- _SOURCE DOCUMENT_
I think they are in the right. That area is what I call "Zombie Land" because its crawling with zoned out, shuffling human bodies. I have to take all my jewelry off and wear a scowl when I walk through there otherwise I am approached by men who say disgusting things and/or ask for things. There is no reason why these services should be located in the city center. There are plenty of outer lying areas that would be well suited to supporting the homeless population. It almost makes a bit of a display of them, I feel. If you were homeless, wouldn't you rather line up for soup or lodging or methadone without standing out in a main thoroughfare? Its just common sense. Find a better place. There are tons of them.

Heather Lee
Heather Lee

If they don't like homeless people they should have moved the Cherry Creek instead of downtown....

Jack Quinn
Jack Quinn

More empty homes then homeless-someone should use this imbalance and use it to help.

Kirk R. Kelly
Kirk R. Kelly

BTW I take donations Mostly clothes and weed, just sayin I dont need cash, I got myself a job and leave Denver in 6 more days!!!

Kirk R. Kelly
Kirk R. Kelly

Denver rescue mission is a scam as are all or most "church affiliated" homeless services.....they just got 7 MILLION of Denvers Tax money and they dont even give the donated clothes to the homeless that stay there That is all for people in their "program"!!! Be pissed, Denver, I am homeless with a broken leg and the ONLY service they provide is food and a nap!!!

Rachael JewellS
Rachael JewellS

This issue isn't about The Homeless, there will always be homeless people that need services and deserve services and these services co-existed pretty well in the neighborhood until 5 years ago.  Most people don't realize that between 2009 and 2011, a large number of gang members that had been jailed in Denver in the late 80's and early 90's were released after there 20 year sentences and they came back to there old hood to continue the business they were doing 20 years ago - before the Ballpark.  I have owned a business in the neighborhood for 11 years and we never had issues until 2009.  (We opened in 2004.)

- _CHECK YOUR UNDERSTANDING_
1) Rewrite the stretch from "I think they" through "tons of them." in the comments on downtown Denver homeless services, replacing "soup" with "meals".
2) Extend the comment thread on downtown Denver homeless services, picking up right after its last sentence.
You won't need the rows.

Data entries
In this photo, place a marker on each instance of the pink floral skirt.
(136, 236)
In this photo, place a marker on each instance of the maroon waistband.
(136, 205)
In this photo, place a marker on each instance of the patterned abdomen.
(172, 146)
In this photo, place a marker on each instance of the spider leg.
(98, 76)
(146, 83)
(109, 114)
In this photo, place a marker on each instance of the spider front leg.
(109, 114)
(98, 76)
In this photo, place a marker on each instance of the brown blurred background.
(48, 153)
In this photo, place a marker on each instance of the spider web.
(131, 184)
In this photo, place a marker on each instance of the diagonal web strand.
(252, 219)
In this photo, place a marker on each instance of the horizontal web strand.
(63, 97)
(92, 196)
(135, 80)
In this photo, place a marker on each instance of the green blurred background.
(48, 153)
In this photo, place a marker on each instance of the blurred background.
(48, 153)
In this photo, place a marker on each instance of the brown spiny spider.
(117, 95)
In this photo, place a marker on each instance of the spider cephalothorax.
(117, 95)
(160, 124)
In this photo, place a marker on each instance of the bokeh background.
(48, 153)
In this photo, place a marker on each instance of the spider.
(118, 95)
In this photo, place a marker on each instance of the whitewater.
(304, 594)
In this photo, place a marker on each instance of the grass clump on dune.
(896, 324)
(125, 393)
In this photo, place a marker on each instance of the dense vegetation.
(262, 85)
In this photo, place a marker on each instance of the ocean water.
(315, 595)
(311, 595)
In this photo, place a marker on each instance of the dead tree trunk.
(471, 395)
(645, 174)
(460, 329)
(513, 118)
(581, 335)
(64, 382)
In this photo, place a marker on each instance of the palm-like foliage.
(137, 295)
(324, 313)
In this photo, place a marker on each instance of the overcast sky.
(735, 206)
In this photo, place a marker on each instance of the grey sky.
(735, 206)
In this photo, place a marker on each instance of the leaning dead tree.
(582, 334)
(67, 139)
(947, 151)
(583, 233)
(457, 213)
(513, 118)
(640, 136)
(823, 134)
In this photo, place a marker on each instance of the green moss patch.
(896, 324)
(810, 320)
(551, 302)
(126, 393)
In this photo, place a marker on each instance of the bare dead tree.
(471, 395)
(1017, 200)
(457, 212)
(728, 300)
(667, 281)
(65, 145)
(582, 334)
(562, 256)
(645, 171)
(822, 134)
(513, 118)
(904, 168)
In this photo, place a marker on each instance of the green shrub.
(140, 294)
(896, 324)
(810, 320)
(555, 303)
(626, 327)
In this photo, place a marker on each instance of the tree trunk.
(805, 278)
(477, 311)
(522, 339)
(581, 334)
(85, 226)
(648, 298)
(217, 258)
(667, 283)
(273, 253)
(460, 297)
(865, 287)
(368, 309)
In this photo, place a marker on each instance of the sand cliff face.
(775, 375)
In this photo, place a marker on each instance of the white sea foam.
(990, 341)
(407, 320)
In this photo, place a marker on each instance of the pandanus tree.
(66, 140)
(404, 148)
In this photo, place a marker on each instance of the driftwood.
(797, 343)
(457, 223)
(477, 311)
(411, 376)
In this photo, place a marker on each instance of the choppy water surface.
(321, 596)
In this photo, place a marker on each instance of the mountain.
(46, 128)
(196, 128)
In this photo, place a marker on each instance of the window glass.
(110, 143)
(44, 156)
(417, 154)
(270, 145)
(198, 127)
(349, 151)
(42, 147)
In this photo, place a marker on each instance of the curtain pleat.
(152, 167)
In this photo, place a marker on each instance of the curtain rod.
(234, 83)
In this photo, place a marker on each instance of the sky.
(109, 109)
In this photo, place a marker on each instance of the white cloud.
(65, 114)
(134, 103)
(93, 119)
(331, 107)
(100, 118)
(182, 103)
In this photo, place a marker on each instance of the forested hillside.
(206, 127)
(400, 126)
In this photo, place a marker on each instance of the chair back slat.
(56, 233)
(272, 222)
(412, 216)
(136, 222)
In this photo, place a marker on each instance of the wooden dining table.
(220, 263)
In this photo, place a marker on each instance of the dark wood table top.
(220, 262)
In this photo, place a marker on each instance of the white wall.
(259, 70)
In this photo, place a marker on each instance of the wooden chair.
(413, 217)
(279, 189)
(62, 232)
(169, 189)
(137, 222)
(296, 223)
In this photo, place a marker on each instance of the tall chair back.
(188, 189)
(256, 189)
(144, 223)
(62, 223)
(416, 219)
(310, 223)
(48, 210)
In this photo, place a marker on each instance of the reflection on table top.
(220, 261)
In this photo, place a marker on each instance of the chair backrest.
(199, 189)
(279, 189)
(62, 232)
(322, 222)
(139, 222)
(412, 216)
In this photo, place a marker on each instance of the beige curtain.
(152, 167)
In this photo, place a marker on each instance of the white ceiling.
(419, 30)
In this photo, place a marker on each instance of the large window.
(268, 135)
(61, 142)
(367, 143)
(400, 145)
...
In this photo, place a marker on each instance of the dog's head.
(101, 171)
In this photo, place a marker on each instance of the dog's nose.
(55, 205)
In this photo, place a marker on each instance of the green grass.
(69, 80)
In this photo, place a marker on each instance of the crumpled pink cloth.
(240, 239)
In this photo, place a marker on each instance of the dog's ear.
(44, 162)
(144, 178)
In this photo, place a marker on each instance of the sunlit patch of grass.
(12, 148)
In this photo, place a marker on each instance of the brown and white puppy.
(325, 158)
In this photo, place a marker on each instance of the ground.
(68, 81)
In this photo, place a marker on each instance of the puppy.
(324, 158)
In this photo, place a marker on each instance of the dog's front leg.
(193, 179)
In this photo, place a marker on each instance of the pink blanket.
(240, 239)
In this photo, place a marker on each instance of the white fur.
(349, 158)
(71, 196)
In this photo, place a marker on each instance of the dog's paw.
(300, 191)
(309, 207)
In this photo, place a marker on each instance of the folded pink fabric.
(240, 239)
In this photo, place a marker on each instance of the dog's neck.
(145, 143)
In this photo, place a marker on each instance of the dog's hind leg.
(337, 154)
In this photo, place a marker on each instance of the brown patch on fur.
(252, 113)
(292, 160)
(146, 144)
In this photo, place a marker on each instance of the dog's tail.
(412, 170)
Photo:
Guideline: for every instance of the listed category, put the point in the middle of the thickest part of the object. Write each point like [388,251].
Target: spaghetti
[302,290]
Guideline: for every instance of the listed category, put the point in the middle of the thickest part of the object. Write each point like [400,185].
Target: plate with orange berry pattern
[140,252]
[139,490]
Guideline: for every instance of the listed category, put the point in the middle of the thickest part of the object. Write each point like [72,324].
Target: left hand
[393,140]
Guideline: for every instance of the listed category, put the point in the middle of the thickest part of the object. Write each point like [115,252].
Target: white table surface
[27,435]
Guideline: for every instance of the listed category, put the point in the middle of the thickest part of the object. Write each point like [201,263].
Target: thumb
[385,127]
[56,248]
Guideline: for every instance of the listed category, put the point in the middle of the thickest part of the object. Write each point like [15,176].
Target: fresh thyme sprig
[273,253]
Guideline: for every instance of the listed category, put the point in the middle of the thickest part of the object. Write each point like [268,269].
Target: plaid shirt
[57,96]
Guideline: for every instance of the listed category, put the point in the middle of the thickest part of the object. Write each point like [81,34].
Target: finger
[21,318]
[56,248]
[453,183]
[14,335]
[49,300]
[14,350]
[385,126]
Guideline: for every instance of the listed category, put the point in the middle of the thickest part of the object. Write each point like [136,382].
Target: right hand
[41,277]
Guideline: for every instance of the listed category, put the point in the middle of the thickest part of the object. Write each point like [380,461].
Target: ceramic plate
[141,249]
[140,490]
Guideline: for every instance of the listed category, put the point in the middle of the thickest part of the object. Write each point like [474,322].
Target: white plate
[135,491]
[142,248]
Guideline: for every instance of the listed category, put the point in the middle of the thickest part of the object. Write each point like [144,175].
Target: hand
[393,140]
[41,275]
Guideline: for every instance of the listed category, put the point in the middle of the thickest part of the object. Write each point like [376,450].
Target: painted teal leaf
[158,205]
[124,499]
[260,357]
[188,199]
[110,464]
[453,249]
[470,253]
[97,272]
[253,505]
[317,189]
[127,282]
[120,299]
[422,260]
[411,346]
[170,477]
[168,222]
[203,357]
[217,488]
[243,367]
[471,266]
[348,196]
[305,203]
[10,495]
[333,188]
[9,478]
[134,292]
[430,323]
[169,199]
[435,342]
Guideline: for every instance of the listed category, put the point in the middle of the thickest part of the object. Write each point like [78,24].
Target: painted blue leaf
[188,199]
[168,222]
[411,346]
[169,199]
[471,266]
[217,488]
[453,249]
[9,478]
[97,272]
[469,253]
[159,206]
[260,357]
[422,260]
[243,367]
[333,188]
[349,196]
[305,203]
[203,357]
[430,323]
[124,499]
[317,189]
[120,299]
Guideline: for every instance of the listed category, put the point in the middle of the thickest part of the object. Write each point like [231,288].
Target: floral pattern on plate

- _TASK-BY-TASK OUTPUTS_
1)
I think they are in the right. That area is what I call "Zombie Land" because its crawling with zoned out, shuffling human bodies. I have to take all my jewelry off and wear a scowl when I walk through there otherwise I am approached by men who say disgusting things and/or ask for things. There is no reason why these services should be located in the city center. There are plenty of outer lying areas that would be well suited to supporting the homeless population. It almost makes a bit of a display of them, I feel. If you were homeless, wouldn't you rather line up for meals or lodging or methadone without standing out in a main thoroughfare? Its just common sense. Find a better place. There are tons of them.

2)
The neighborhood does not want expanded services as the addition does not add beds and will only be open during the day so people will still be left on the street at night...all in one area of town where it's too easy for the predators to prey on the weak as they only have to come to 1 area of town to find these people.  It's truly pack mentality - come watch one night or dress as a homeless and see what happens to you.  You will find "dealers" getting dropped off on 22nd between the alley of Larimer and Lawrence.  They have dark hoodies on and will start to approach those sitting.  You can watch money exchanges.  You can then view "refills" taking place out of cars - it's crazy.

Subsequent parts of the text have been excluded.